### Challenge
List every line in the records below that contains the word "blue".

### Data extract

------------------------------------------------------------------------

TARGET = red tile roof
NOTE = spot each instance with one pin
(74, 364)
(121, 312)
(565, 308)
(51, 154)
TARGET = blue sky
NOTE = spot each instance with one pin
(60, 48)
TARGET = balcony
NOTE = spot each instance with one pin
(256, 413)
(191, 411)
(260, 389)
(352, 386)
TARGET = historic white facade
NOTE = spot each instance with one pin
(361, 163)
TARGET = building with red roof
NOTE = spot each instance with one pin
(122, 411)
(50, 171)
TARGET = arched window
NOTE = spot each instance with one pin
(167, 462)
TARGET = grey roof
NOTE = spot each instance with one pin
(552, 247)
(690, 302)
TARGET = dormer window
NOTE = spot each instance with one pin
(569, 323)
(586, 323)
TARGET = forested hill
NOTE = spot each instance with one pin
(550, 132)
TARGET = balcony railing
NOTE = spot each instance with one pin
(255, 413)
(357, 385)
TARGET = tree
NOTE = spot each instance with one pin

------------------------------------------------------------------------

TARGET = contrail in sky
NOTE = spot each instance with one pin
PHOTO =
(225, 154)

------------------------------------------------------------------------

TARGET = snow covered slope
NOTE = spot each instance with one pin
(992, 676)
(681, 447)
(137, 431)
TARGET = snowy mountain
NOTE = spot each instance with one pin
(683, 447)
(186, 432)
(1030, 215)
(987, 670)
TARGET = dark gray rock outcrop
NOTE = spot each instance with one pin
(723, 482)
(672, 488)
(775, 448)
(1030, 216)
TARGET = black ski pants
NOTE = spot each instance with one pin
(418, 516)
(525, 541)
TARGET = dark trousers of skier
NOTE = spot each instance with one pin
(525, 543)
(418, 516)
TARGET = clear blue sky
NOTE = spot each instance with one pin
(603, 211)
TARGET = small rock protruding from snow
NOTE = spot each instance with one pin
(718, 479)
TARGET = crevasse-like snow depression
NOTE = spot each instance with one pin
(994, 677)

------------------------------------------------------------------------

### Full answer
TARGET = blue sky
TARGET = clear blue sky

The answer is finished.